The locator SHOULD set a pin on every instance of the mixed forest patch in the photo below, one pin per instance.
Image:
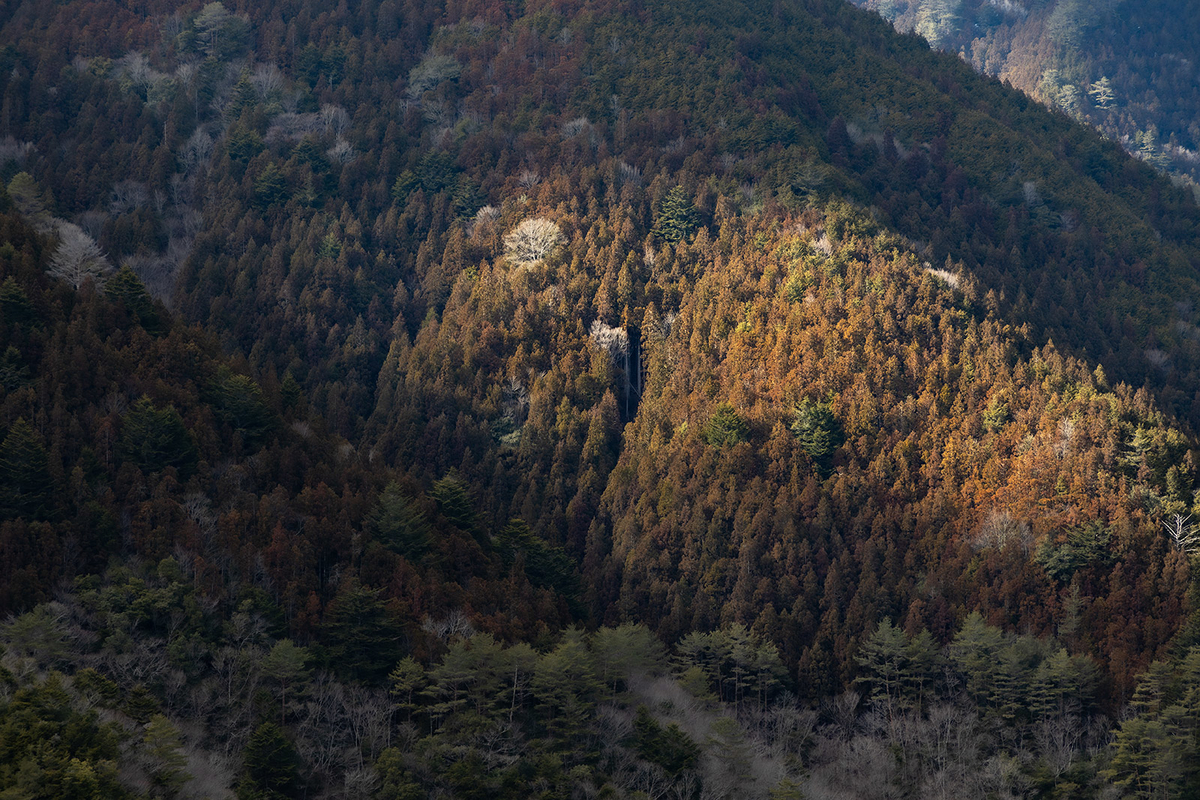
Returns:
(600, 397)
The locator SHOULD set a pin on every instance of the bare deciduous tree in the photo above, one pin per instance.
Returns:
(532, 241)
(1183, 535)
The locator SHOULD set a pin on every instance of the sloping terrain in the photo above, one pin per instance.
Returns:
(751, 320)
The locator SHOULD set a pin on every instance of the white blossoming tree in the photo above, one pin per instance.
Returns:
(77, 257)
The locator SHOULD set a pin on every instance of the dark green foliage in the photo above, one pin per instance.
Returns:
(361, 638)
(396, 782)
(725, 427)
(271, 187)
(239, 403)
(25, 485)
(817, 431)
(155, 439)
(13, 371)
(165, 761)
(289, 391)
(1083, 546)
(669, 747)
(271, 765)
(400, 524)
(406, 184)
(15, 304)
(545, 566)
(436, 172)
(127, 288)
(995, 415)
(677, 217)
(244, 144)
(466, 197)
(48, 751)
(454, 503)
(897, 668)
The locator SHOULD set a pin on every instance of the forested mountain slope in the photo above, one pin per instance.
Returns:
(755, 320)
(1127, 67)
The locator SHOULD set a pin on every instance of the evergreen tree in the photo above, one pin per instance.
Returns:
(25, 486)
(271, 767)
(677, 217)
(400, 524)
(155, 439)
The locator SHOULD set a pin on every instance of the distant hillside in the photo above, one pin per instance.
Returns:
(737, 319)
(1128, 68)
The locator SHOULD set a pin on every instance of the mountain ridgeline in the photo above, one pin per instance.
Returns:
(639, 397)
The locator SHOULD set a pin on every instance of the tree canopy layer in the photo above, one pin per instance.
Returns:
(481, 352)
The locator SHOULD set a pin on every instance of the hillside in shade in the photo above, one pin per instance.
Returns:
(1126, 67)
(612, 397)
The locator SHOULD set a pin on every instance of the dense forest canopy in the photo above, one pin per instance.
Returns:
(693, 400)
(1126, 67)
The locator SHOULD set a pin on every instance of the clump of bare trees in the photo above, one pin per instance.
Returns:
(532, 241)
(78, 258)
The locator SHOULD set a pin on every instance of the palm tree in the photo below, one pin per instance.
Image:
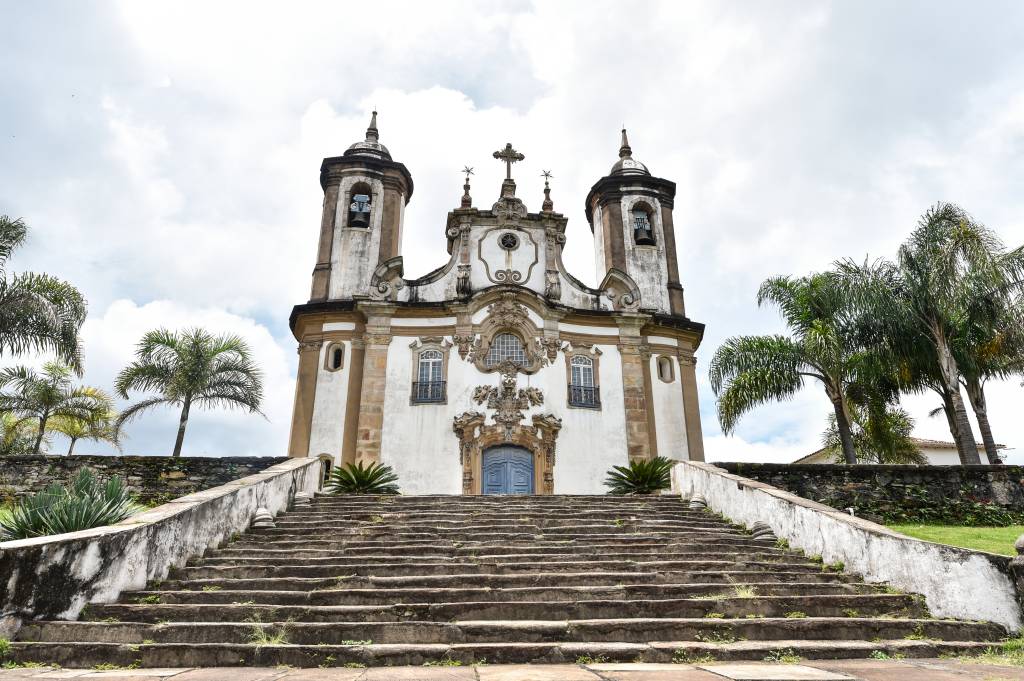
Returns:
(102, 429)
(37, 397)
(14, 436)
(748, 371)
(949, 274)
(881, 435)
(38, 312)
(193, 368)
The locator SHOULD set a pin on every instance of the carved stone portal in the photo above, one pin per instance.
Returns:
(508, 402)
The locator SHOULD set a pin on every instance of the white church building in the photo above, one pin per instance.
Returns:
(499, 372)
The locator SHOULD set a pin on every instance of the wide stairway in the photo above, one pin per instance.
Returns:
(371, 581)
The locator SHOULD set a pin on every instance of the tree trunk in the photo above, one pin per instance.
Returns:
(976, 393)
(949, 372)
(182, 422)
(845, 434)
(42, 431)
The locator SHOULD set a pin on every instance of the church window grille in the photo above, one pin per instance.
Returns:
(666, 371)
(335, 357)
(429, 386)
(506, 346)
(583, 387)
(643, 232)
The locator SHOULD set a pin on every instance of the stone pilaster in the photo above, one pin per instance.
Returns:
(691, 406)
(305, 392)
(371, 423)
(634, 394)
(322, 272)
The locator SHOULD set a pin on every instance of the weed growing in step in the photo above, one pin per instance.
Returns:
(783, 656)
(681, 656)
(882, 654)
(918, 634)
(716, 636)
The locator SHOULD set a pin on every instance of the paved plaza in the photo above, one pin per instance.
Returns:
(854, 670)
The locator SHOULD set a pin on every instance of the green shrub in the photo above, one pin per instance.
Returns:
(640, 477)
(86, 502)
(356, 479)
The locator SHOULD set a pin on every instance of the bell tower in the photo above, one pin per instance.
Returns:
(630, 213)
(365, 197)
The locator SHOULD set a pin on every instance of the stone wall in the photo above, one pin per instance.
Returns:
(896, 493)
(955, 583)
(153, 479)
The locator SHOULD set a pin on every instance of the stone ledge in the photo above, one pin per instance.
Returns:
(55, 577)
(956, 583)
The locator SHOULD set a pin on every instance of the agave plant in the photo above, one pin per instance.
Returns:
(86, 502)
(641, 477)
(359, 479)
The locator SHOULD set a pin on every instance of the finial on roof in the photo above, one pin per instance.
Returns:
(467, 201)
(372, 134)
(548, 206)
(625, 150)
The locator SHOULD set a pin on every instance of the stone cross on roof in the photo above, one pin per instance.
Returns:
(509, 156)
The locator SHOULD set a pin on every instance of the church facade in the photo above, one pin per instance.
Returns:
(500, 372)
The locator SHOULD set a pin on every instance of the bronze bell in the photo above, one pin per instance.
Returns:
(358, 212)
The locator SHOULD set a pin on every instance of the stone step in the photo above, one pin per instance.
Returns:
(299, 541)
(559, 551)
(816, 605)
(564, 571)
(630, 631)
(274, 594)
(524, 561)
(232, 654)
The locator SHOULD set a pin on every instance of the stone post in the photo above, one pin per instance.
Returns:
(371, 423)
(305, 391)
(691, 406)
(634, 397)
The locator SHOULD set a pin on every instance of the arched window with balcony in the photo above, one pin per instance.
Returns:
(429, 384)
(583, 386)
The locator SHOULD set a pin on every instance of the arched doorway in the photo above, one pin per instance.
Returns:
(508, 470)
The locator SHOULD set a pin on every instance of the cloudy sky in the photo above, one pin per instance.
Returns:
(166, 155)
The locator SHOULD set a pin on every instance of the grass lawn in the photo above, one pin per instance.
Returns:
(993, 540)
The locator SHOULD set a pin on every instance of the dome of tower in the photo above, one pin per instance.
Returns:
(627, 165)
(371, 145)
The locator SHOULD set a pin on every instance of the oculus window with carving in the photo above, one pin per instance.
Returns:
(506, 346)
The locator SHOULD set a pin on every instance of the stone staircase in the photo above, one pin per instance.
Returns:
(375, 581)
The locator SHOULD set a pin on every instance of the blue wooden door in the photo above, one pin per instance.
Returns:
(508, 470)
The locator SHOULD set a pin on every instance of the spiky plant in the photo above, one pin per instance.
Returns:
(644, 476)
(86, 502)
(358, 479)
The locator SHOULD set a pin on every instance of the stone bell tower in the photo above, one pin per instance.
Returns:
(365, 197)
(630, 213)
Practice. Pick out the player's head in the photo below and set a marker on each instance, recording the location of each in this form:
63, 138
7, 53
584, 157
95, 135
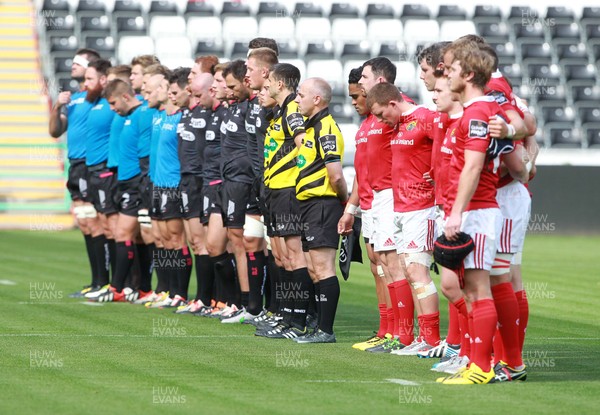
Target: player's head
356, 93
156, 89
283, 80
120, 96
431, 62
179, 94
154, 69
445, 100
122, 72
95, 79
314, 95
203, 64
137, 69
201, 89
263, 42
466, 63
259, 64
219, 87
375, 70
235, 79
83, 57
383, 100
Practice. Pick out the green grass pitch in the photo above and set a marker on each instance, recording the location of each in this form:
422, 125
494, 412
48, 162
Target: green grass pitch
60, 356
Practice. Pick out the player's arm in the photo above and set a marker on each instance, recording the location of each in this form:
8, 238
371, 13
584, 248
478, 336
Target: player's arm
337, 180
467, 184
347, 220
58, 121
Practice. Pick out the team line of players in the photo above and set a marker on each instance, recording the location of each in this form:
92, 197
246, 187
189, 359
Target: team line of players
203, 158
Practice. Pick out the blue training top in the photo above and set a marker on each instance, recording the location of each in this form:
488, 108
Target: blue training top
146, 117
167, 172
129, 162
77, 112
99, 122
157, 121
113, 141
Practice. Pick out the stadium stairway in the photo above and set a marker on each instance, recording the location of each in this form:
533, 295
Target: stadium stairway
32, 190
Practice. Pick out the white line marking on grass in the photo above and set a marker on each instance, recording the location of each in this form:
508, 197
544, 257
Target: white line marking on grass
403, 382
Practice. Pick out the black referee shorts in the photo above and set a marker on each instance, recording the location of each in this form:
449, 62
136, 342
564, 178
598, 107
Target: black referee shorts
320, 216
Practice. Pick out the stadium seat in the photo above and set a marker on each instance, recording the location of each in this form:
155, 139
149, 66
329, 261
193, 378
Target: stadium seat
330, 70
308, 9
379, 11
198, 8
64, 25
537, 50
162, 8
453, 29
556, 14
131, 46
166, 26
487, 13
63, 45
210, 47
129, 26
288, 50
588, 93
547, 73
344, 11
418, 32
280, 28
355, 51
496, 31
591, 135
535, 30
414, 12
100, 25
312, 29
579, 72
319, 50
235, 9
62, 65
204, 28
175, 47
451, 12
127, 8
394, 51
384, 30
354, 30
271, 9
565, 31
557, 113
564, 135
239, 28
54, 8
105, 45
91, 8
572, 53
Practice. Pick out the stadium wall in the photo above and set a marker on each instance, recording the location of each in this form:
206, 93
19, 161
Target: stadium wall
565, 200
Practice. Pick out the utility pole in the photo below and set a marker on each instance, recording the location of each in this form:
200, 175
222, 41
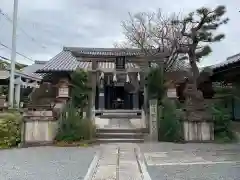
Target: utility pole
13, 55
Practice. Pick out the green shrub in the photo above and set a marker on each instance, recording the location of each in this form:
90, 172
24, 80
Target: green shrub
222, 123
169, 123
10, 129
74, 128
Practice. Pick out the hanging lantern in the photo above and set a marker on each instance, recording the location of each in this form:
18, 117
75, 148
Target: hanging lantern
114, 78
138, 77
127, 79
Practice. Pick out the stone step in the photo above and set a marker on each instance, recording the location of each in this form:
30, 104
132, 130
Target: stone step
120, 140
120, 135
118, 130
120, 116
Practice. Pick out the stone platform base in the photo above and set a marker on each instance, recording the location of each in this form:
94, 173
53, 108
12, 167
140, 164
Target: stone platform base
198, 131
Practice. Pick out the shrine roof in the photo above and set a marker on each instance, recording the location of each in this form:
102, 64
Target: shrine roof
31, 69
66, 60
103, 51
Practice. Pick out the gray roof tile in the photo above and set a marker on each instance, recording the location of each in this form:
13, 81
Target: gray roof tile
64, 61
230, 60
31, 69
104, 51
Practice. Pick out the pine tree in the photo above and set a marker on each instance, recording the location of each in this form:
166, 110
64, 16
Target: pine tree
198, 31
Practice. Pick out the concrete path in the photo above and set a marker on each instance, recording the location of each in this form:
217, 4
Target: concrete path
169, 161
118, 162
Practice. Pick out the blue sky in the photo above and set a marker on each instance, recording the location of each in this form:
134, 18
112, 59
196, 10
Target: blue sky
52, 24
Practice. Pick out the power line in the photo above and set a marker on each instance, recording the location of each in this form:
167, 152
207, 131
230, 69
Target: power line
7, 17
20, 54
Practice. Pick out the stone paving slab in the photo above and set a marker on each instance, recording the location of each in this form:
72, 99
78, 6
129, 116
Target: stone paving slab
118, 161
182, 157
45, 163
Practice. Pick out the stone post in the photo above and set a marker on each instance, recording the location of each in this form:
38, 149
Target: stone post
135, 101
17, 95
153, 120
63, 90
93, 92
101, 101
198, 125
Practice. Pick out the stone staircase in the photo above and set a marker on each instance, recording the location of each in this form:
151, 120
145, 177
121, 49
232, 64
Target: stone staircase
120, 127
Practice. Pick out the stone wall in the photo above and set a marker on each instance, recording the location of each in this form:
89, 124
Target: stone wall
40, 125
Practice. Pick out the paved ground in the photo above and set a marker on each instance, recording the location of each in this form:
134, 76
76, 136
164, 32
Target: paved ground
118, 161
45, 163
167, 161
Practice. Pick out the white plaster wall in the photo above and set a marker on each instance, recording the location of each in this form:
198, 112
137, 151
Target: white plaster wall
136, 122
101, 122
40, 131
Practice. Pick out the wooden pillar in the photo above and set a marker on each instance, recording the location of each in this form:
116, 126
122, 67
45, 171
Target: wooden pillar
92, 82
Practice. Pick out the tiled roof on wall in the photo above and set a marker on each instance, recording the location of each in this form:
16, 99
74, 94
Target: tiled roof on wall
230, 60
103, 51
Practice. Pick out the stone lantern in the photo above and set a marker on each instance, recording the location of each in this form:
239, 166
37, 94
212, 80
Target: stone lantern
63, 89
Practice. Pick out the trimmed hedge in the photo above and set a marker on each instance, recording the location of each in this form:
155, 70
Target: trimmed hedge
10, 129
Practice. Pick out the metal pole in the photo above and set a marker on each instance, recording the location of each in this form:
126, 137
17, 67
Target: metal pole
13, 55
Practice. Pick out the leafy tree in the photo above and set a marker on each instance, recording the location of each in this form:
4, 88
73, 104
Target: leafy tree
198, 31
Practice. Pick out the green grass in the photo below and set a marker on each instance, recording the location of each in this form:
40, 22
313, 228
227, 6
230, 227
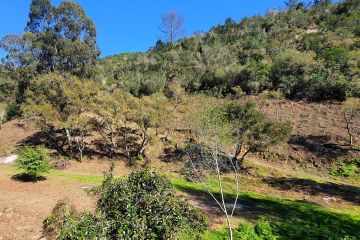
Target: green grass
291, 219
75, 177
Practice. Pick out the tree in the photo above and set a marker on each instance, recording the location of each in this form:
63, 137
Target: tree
****************************************
*Exercise description*
Convert the part of the records that opens with the line containing "Practice. Pick out the trimmed" and runs through the end of the records into a Markdown table with columns Row and Line. Give one numbered row per line, skip blank lines, and omit the pictures.

*Answer to this problem*
| Row | Line |
|---|---|
| 1 | Practice. Pick out the trimmed hedge in the photo above and set a marker on each instance, recording the location of each in this form: |
| 2 | 155, 70 |
| 3 | Target: trimmed hedge |
| 4 | 10, 129 |
| 5 | Practice. Pick out the metal pole in the photo above and set a marker on each instance, recording the location of each in this form: |
| 6 | 126, 137 |
| 7 | 17, 67 |
| 8 | Target: metal pole |
| 9 | 13, 55 |
| 10 | Practice. Pick out the leafy tree in the photo above and set a marker on each instance, recording the location of each in this form: |
| 11 | 4, 88 |
| 12 | 73, 104 |
| 13 | Target: leafy tree |
| 14 | 198, 31 |
| 15 | Practice. Pick out the green grass in the photo below and set a marker on each instance, recording the location of each in this form: |
| 16 | 40, 22 |
| 17 | 313, 228 |
| 18 | 227, 6 |
| 19 | 230, 227 |
| 20 | Target: green grass |
| 21 | 291, 219 |
| 22 | 75, 177 |
| 23 | Practice. Pick out the tree in the photo above and set a marker on each instance, recording the location of each in this form: |
| 24 | 63, 137 |
| 25 | Target: tree |